Jesus existiu? Essa pergunta, hoje, não é só ultrapassada, ela é cafona. Até o século 19, existiam autores que tentaram pôr em dúvida a existência histórica de Jesus Cristo, mas, hoje, ninguém sério mais faz isso.
Claro que uma coisa é você saber que houve um judeu chamado Jesus no período do segundo templo de Jerusalém, no qual a Israel antiga estava sob o domínio romano. Outra é você crer que ele ressuscitou. Este relato já não faz parte do conjunto de evidências que sustentam a existência histórica de Jesus de Nazaré.
Por outro lado, narrativas como aquela em que o discípulo cético Tomé pede a Jesus que mostre a ele suas chagas para que ele as toque, a fim de provar que Jesus havia voltado da morte com seu próprio corpo, é orgânica com o conjunto de crenças judaicas da época.
Para os judeus, vencer a morte era voltar dela com o corpo —e não apenas vagar por aí como uma alma penada. Espíritos de mortos vagando no mundo tinham em toda esquina. Quem criou essa narrativa conhecia esse conjunto de crenças da época.
A fortuna crítica sobre Jesus é vastíssima e de alto nível. Para quem estuda religiões, é sabido que o substantivo "religião" tem vários sentidos. Por exemplo, religião é uma coisa para uma senhorinha católica que reza o terço e vai à missa. É outra coisa para o rabino estudioso e responsável pela vida espiritual de uma comunidade judaica. E ainda outra para um estudioso do fenômeno histórico que costumamos chamar de religião para facilitar o entendimento entre nós.

================================

§ **TAREFAS A CUMPRIR**
1 – Extraia do texto sobre Jesus tudo o que vai desde "A fortuna crítica" até "entendimento entre nós.".
2 – Reescreva de forma mais breve o parágrafo do texto sobre Jesus que começa com "Claro que uma coisa é", mantendo os fatos principais.
3 – Resuma o texto sobre Jesus em duas frases.

(Algumas linhas)
================================

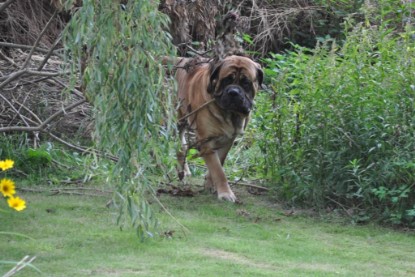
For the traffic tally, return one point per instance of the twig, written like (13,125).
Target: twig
(66,190)
(28,47)
(250,185)
(14,109)
(10,61)
(82,149)
(184,229)
(12,77)
(41,126)
(20,265)
(4,5)
(17,74)
(74,90)
(45,60)
(38,39)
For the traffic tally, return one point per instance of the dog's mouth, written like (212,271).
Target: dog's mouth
(233,98)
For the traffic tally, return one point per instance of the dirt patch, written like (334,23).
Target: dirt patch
(235,258)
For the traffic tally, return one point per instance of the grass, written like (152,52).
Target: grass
(77,236)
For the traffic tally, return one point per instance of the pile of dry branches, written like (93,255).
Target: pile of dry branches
(34,95)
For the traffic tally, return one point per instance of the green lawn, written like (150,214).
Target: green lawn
(77,236)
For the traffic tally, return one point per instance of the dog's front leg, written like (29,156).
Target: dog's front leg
(217,176)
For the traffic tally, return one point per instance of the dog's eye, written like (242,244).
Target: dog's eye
(245,81)
(229,79)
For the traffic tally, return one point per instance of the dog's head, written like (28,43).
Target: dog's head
(234,82)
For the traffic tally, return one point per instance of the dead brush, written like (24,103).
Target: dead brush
(23,20)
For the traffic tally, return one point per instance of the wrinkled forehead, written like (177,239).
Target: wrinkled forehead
(238,67)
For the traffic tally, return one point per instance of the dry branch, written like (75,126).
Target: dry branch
(4,5)
(28,47)
(44,124)
(26,63)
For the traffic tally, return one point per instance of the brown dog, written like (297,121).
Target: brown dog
(216,101)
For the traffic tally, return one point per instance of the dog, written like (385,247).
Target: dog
(216,99)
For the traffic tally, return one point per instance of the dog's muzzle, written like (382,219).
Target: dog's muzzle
(233,98)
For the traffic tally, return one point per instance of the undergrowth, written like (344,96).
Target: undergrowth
(336,127)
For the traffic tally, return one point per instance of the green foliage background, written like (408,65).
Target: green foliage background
(124,82)
(337,125)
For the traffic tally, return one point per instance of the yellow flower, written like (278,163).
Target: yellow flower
(16,203)
(6,164)
(7,187)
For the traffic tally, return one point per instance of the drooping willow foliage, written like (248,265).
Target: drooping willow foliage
(121,46)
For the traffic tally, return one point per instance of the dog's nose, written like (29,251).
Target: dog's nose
(233,91)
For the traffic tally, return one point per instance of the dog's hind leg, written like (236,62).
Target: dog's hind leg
(183,169)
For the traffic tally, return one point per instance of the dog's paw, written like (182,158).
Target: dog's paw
(227,196)
(186,170)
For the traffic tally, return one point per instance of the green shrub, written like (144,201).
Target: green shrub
(338,127)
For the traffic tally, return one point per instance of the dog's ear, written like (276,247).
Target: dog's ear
(259,75)
(214,76)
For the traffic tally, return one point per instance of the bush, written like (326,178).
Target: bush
(338,127)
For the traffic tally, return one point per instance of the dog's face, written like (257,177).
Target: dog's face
(234,82)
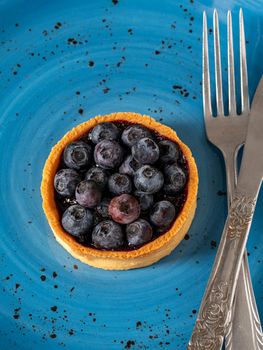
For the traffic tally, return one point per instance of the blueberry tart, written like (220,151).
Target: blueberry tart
(119,191)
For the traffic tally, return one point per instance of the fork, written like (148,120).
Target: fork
(228,133)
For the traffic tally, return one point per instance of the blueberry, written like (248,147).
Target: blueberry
(133,134)
(124,209)
(65,202)
(119,184)
(169,151)
(108,154)
(77,155)
(138,232)
(104,131)
(98,175)
(88,193)
(148,179)
(65,182)
(129,166)
(107,235)
(145,200)
(77,220)
(103,208)
(162,214)
(145,151)
(175,179)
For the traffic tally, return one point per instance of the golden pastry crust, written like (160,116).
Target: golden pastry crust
(118,260)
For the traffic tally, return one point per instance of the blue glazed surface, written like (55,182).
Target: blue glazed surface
(140,49)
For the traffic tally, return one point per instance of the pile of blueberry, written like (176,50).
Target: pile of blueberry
(120,186)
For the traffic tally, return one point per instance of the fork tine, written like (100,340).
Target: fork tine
(243,66)
(231,71)
(219,93)
(206,75)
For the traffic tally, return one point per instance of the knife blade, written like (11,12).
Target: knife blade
(214,312)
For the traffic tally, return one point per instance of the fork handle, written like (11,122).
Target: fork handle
(244,329)
(216,305)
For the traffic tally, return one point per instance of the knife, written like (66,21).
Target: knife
(215,310)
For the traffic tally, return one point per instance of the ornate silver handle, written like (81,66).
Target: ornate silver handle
(244,330)
(214,313)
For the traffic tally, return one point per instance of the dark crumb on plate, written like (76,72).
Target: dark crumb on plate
(213,244)
(221,193)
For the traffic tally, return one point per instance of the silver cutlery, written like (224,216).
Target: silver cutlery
(228,134)
(215,311)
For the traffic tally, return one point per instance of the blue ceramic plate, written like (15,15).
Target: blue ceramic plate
(63,62)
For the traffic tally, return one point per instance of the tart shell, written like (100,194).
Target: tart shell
(119,260)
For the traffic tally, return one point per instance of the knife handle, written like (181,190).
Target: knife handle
(215,310)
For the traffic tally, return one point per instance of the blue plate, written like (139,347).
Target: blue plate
(63,62)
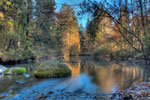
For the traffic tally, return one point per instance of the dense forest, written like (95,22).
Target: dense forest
(74,49)
(34,29)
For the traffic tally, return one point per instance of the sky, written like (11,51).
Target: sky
(81,19)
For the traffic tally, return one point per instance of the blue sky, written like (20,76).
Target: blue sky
(81,19)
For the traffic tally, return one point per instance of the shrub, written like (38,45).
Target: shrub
(6,71)
(52,68)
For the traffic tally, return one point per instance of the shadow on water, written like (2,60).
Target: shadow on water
(87,76)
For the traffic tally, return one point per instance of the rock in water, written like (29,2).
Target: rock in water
(52,69)
(15,71)
(2,68)
(26,75)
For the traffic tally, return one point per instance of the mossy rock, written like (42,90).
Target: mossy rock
(6,71)
(15,71)
(52,69)
(18,71)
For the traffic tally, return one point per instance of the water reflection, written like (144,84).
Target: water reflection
(87,75)
(110,77)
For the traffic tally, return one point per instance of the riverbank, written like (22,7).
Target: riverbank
(90,80)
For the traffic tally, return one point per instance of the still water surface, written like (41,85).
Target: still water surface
(87,76)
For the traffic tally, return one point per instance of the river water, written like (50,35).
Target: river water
(88,76)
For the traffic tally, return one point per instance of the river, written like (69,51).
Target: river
(89,77)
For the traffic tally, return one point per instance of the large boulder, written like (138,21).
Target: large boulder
(52,69)
(15,71)
(2,68)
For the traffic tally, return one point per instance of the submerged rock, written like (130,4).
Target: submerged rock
(52,69)
(2,68)
(20,82)
(15,71)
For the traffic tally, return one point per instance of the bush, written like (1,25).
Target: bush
(53,69)
(6,71)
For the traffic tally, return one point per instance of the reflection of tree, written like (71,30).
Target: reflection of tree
(107,76)
(75,67)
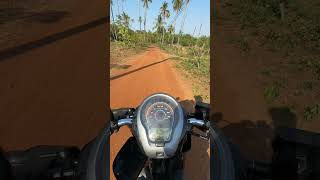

================================

§ **RESPOSTAS COMPLETAS**
1 –
A fortuna crítica sobre Jesus é vastíssima e de alto nível. Para quem estuda religiões, é sabido que o substantivo "religião" tem vários sentidos. Por exemplo, religião é uma coisa para uma senhorinha católica que reza o terço e vai à missa. É outra coisa para o rabino estudioso e responsável pela vida espiritual de uma comunidade judaica. E ainda outra para um estudioso do fenômeno histórico que costumamos chamar de religião para facilitar o entendimento entre nós.

2 – Saber que houve um judeu chamado Jesus no período do segundo templo de Jerusalém, quando a Israel antiga estava sob domínio romano, é diferente de crer que ele ressuscitou. O relato da ressurreição não faz parte das evidências que sustentam a existência histórica de Jesus de Nazaré.

3 – Hoje ninguém sério põe em dúvida a existência histórica de Jesus, embora o relato de sua ressurreição não faça parte das evidências que a sustentam. Por outro lado, a narrativa em que Tomé pede para tocar as chagas de Jesus é orgânica com a crença judaica da época, para a qual vencer a morte era voltar dela com o corpo.